*** Opening DOCUMENT EXCERPT ***

= Birgit Krawietz =

Birgit Krawietz is a German professor of Islamic Studies at the Institut für Islamwissenschaft at the Freie Universität Berlin.

== Biography ==
Birgit Krawietz is professor of Islamic Studies. She earned her PhD in Islamic Studies from the University of Freiburg in 1990. From 1992 to 1998 she worked as a post-doctoral assistant at the Orientalische Seminar at the University of Tübingen. After having finished her habilitation with Professor Joseph van Ess at the Orientalische Seminar of the Universität Tübingen about "Hierarchie der Rechtsquellen im tradierten sunnitischen Islam" she left for the United States to join the Institute for Advanced Study in Princeton, New Jersey as a fellow. Later she continued for two years as a Heisenberg fellow at the Islamic Studies Program at Harvard Law School and the Center for Middle East Studies of Harvard University.

After her return to Germany she worked as a research fellow at the Zentrum Moderner Orient (ZMO) near Berlin from May 2006 until March 2009. and taught as a visiting professor at the Institut für Islamwissenschaft at the Freie Universität Berlin, the Universität Zürich and the Ruhr Universität Bochum. She now has tenure as a professor at the Institut für Islamwissenschaft and the Berlin Graduate School of Muslim Cultures at the Freie Universität Berlin.

Her areas of expertise Islamic law, body and space management in Islam, namely the hurma, Hanbali school of law, Salafism, sports, body and culture, urbanism in Turkey and the Gulf.

== Published works ==
- Islam and the rule of law: between Sharia and secularization. Sankt Augustin: Konrad Adenauer Foundation 2008.
- Selbsttötung und islamische Scharia nach traditioneller sunnitischer Auffassung. In: Sterben von eigener Hand. Selbsttötung als kulturelle Praxis. Hg. Andreas Bähr und Hans Medick. Cologne: Böhlau, 2005. S. 333-350.
- Hierarchie der Rechtsquellen im tradierten sunnitischen Islam. Berlin: Duncker & Humblot 2002.
- Grundlagen und Grenzen einer Hirntodkonzeption im Islam. In: Hirntod. Zur Kulturgeschichte der Todesfeststellung. Hg. Thoma Schlich und Claudia Wiesemann. Frankfurt: Suhrkamp, 2001.
- Die Hurma: schariatrechtlicher Schutz vor Eingriffen in die körperliche Unversehrtheit nach arabischen Fatwas des 20. Jahrhunderts. Berlin: Duncker & Humblot 1991.
- Islam, Migration and Jinn - Spiritual Medicine in Muslim Health Management. London, New York: Palgrave MacMillan.

*** Closing DOCUMENT EXCERPT ***
*** Opening GIVEN DATA ***

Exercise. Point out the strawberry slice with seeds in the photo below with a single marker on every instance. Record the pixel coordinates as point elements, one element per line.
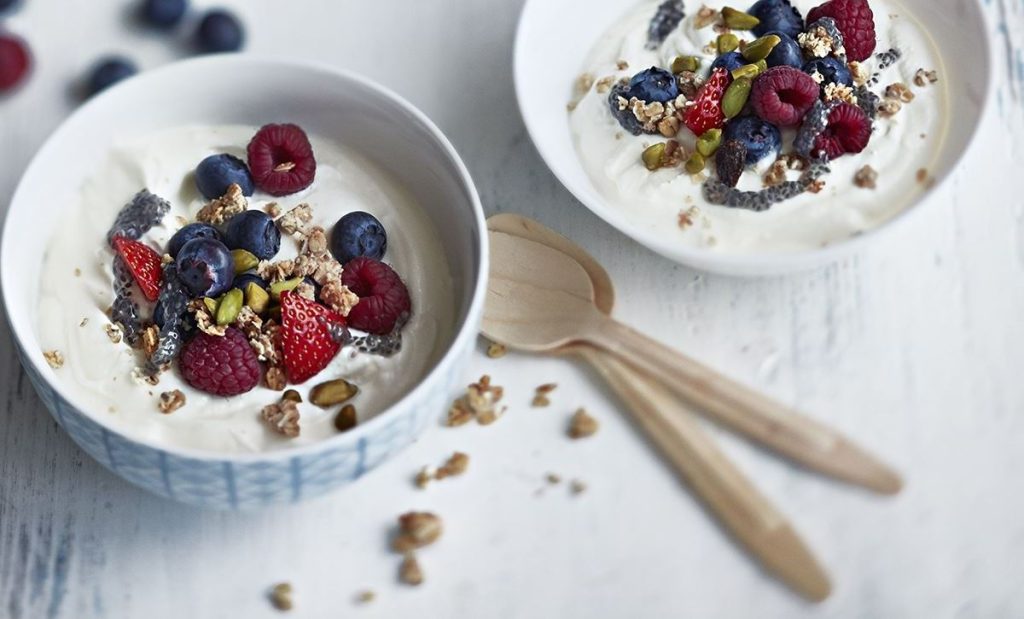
<point>144,264</point>
<point>305,336</point>
<point>706,113</point>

*** Closing GIVEN DATA ***

BRIEF 1:
Answer from the Birgit Krawietz article:
(a) In what year and at which university did she earn her PhD?
(b) For what period was she a research fellow at the Zentrum Moderner Orient?
(c) Which publisher issued "Hierarchie der Rechtsquellen im tradierten sunnitischen Islam" in 2002?
BRIEF 2:
Quote the Birgit Krawietz article word for word, starting at the words "- Grundlagen und" and ending after "York: Palgrave MacMillan.".
The data play no part in what comes next; only the text on Birgit Krawietz is used.

RESPONSE BOX 1:
(a) 1990, at the University of Freiburg.
(b) From May 2006 until March 2009.
(c) Duncker & Humblot, Berlin.

RESPONSE BOX 2:
- Grundlagen und Grenzen einer Hirntodkonzeption im Islam. In: Hirntod. Zur Kulturgeschichte der Todesfeststellung. Hg. Thoma Schlich und Claudia Wiesemann. Frankfurt: Suhrkamp, 2001.
- Die Hurma: schariatrechtlicher Schutz vor Eingriffen in die körperliche Unversehrtheit nach arabischen Fatwas des 20. Jahrhunderts. Berlin: Duncker & Humblot 1991.
- Islam, Migration and Jinn - Spiritual Medicine in Muslim Health Management. London, New York: Palgrave MacMillan.